Please report how many lines in the data below contain "grass". Nothing besides the number should be written.

(Beginning of PROVIDED DATA)

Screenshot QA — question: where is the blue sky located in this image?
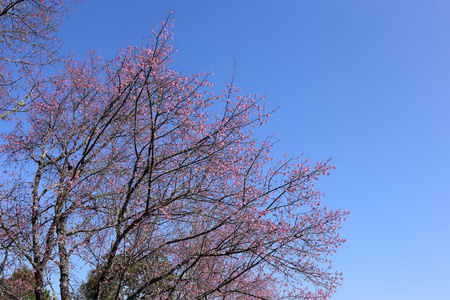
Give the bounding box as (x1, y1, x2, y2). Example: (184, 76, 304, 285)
(61, 1, 450, 299)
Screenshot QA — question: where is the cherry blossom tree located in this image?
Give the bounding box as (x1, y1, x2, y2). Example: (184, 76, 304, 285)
(0, 0, 78, 119)
(0, 12, 348, 300)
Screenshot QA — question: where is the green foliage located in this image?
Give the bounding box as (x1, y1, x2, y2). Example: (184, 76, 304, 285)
(0, 266, 52, 300)
(78, 251, 173, 299)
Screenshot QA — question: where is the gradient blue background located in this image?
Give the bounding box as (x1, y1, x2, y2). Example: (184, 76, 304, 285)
(60, 1, 450, 299)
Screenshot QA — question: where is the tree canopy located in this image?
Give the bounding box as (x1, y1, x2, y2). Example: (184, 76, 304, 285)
(0, 2, 348, 299)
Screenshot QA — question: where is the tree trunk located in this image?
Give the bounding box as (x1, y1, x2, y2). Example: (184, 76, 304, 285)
(57, 215, 71, 300)
(33, 267, 46, 300)
(32, 164, 46, 300)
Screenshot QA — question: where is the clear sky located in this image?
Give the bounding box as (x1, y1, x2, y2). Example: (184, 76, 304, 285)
(61, 1, 450, 299)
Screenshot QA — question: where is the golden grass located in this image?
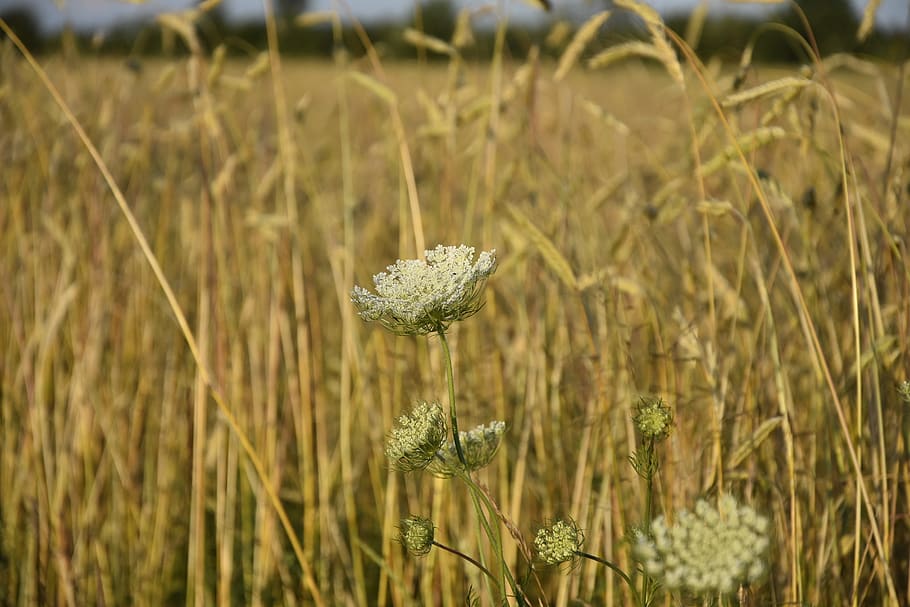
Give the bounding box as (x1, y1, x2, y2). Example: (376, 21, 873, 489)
(1, 10, 909, 606)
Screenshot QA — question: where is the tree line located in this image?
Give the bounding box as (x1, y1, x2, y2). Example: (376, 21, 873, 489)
(1, 0, 907, 63)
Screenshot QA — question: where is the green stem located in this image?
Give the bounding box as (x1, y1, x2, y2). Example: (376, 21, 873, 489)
(438, 329, 467, 467)
(576, 551, 643, 606)
(433, 541, 500, 589)
(466, 490, 501, 601)
(641, 437, 655, 606)
(459, 471, 524, 603)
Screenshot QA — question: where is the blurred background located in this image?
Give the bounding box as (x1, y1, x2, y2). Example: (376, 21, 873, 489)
(1, 0, 908, 61)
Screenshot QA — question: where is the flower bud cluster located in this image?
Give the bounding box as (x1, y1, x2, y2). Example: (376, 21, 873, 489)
(385, 401, 448, 472)
(398, 515, 435, 557)
(351, 245, 497, 335)
(428, 420, 506, 477)
(633, 495, 770, 595)
(633, 396, 673, 441)
(534, 518, 584, 565)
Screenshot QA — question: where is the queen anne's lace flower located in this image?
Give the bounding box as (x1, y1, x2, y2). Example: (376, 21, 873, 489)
(428, 420, 506, 477)
(351, 245, 496, 335)
(633, 495, 770, 596)
(398, 515, 435, 557)
(385, 402, 448, 472)
(534, 518, 584, 565)
(633, 396, 673, 441)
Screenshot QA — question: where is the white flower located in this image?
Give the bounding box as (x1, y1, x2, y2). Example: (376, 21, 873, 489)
(428, 420, 506, 477)
(534, 518, 584, 565)
(351, 244, 496, 335)
(385, 402, 448, 472)
(633, 495, 770, 597)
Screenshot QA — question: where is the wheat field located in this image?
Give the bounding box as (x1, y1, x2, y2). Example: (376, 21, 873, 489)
(1, 5, 909, 606)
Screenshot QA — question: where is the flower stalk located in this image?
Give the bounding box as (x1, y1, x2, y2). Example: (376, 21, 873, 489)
(438, 329, 467, 467)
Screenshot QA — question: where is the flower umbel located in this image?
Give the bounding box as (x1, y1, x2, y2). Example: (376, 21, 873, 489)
(633, 396, 673, 441)
(398, 515, 435, 557)
(633, 494, 770, 596)
(535, 519, 584, 565)
(385, 402, 448, 472)
(428, 420, 506, 477)
(899, 380, 910, 404)
(351, 244, 497, 335)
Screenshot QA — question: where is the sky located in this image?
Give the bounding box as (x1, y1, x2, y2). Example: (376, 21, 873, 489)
(1, 0, 907, 35)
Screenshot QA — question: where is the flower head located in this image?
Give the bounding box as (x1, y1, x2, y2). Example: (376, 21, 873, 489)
(351, 244, 497, 335)
(398, 515, 435, 557)
(428, 420, 506, 478)
(385, 402, 448, 472)
(535, 518, 584, 565)
(633, 396, 673, 441)
(633, 495, 770, 596)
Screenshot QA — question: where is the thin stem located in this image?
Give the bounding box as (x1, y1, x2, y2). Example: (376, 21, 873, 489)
(458, 470, 524, 602)
(433, 540, 499, 588)
(465, 489, 503, 601)
(641, 438, 656, 606)
(576, 551, 643, 607)
(437, 329, 467, 466)
(433, 541, 499, 588)
(437, 454, 520, 602)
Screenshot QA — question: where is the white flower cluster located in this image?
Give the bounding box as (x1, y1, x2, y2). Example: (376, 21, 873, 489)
(351, 245, 497, 335)
(385, 402, 448, 472)
(634, 495, 770, 595)
(428, 421, 506, 477)
(534, 519, 584, 565)
(633, 396, 673, 441)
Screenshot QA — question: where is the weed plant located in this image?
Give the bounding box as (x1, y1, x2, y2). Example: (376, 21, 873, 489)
(1, 0, 909, 605)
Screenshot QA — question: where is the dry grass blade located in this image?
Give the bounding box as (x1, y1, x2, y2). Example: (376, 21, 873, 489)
(699, 126, 788, 176)
(857, 0, 882, 42)
(685, 0, 709, 49)
(579, 98, 630, 135)
(722, 76, 812, 107)
(554, 10, 611, 82)
(522, 0, 552, 10)
(727, 417, 783, 469)
(613, 0, 661, 27)
(294, 11, 339, 28)
(157, 12, 201, 53)
(403, 27, 457, 57)
(505, 204, 578, 290)
(652, 33, 685, 84)
(452, 9, 475, 48)
(545, 20, 572, 49)
(245, 51, 270, 79)
(207, 44, 227, 88)
(695, 199, 735, 216)
(588, 41, 662, 70)
(348, 70, 398, 105)
(613, 0, 685, 84)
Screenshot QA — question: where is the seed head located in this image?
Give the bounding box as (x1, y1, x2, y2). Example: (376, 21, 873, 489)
(398, 515, 435, 557)
(428, 420, 506, 478)
(633, 396, 673, 441)
(899, 380, 910, 404)
(351, 244, 496, 335)
(385, 402, 448, 472)
(534, 518, 584, 565)
(633, 495, 770, 596)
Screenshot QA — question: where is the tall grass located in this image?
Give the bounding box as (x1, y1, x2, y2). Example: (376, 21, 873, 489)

(End of PROVIDED DATA)

* ANSWER TO THIS TASK: 3